In those days, the materials and curriculums varied school to school, meaning that it is possible that individual experiences also differed.
But the plaintiffs weren’t alone in their complaints. Educator John Cole, who began teaching at Barnes Junior High School in 1969, agreed that there were differences between Westside schools and Southside schools.
The Westside schools were overcrowded and didn’t offer courses sufficient to prepare students to go to a good college, Cole told the Caller-Times in a 2026 interview.
“The reason that was explained to me was that these kids were going to grow up and pick cotton anyway and it was better that they not become too educated or they would be unhappy with their lives,” Cole said, describing a conversation in the teachers’ lounge he recalls from 1969. “It was frustrating and infuriating.”
The same conditions that inspired Black and Hispanic parents to sue Corpus Christi ISD inspired Westside teachers to form a teachers union. Cole would serve as the Corpus Christi American Federation of Teachers’ first president.
Racial makeup of schools
As early as the 1930s, the district had begun allowing Hispanic students to attend White schools. In the 1950s, Black students who had previously been limited to segregated schools on the northern edge of town were allowed to attend the schools of their choice.
In 1960, Corpus Christi ISD was actually the face of an integration victory — Miller High School’s 1960 football team was the first racially integrated team to win a state championship in Texas.

- _WORK INSTRUCTIONS_
a) According to the passage on Corpus Christi schools, which team was the first racially integrated team to win a state championship in Texas?
b) Return the portion of the passage on Corpus Christi schools that opens with the words containing "The same conditions" and closes with "of their choice.".
c) Supply the next part of the passage on Corpus Christi schools, picking up after its final sentence.
The rows that follow are drawn from a separate source.

Records from a collection
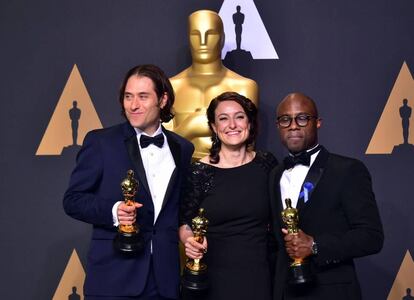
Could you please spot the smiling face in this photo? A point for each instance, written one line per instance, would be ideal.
(231, 124)
(206, 36)
(141, 104)
(295, 138)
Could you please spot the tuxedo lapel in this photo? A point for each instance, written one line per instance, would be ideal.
(277, 200)
(313, 177)
(131, 144)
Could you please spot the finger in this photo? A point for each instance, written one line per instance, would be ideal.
(196, 245)
(138, 205)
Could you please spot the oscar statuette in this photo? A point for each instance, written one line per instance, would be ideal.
(299, 269)
(128, 240)
(195, 272)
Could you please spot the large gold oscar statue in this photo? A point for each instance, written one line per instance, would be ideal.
(205, 79)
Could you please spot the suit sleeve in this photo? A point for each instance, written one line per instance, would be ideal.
(364, 235)
(81, 200)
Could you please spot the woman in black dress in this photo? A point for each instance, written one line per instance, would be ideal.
(231, 184)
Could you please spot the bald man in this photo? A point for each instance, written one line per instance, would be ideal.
(338, 214)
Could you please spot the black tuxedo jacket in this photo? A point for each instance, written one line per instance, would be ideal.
(342, 217)
(102, 163)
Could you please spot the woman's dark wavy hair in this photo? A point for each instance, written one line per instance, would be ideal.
(162, 85)
(251, 112)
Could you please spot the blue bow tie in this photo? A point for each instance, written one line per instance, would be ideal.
(146, 140)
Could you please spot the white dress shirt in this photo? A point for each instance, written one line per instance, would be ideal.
(159, 165)
(292, 180)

- _FINAL ANSWERS_
a) Miller High School's 1960 football team.

b)
The same conditions that inspired Black and Hispanic parents to sue Corpus Christi ISD inspired Westside teachers to form a teachers union. Cole would serve as the Corpus Christi American Federation of Teachers’ first president.
Racial makeup of schools
As early as the 1930s, the district had begun allowing Hispanic students to attend White schools. In the 1950s, Black students who had previously been limited to segregated schools on the northern edge of town were allowed to attend the schools of their choice.

c)
But in 1969, a tour of the district would have included 31 campuses where the student enrollment was either 90% White or 90% Black and Hispanic, though the data reports from the time used the labels “Anglo,” “Spanish Surname” and “Negro.” At another 16 campuses, between 70% and 90% of the students were either White or non-White.
That leaves about a dozen more CCISD campuses where the racial splits seem more reasonable in relation to the demographic split of the district, which had roughly the same amount of White and Hispanic students and a small population of Black students.
The district operated a neighborhood school model, meaning students were generally zoned to attend the school closest to where they lived.
And in Corpus Christi, White, Black and Hispanic families generally lived in different neighborhoods.
Socioeconomic factors likely played a role, but so did historical land contracts explicitly prohibiting Black and Hispanic individuals from living in certain neighborhoods.
Judge’s ruling in the case
In 1970, U.S. District Judge Woodrow Seals acknowledged that this landscape likely created de facto segregation in Corpus Christi schools, but he did not stop there. The segregated “dual school district” had its “real roots in the minds of men” and the “failure of the school system to anticipate and correct the imbalance that was developing,” Seals said in his ruling.
In drawing boundaries, choosing where to locate new schools, allowing a flexible transfer system and busing for White students to avoid minority schools, and failing to employ enough Black and Hispanic teachers, the school system made “calculated” decisions to maintain a dual system, Seals found.
The construction of Moody High School in the 1960s was part of this calculus.
When the district drew the boundary lines for this school, it “effectively sealed Mexican American and black children into the new high school zone and transferred significant members of both groups from other existing schools,” according to a 1977 report prepared by the Texas Advisory Committee for the U.S. Commission on Civil Rights.
The report was based on several hearings held in 1976. The committee included members like Dr. Hector P. Garcia and Carlos Truan.
Paul Montemayor, a local labor leader who was involved in convincing the steelworkers union to fund the Cisneros v. Corpus Christi ISD lawsuit, told the committee that the school was pitched as an opportunity for the Mexican American community to have its own school.
He opposed the bond election to fund the school because he believed Moody High School would be an instrument of segregation, according to the report.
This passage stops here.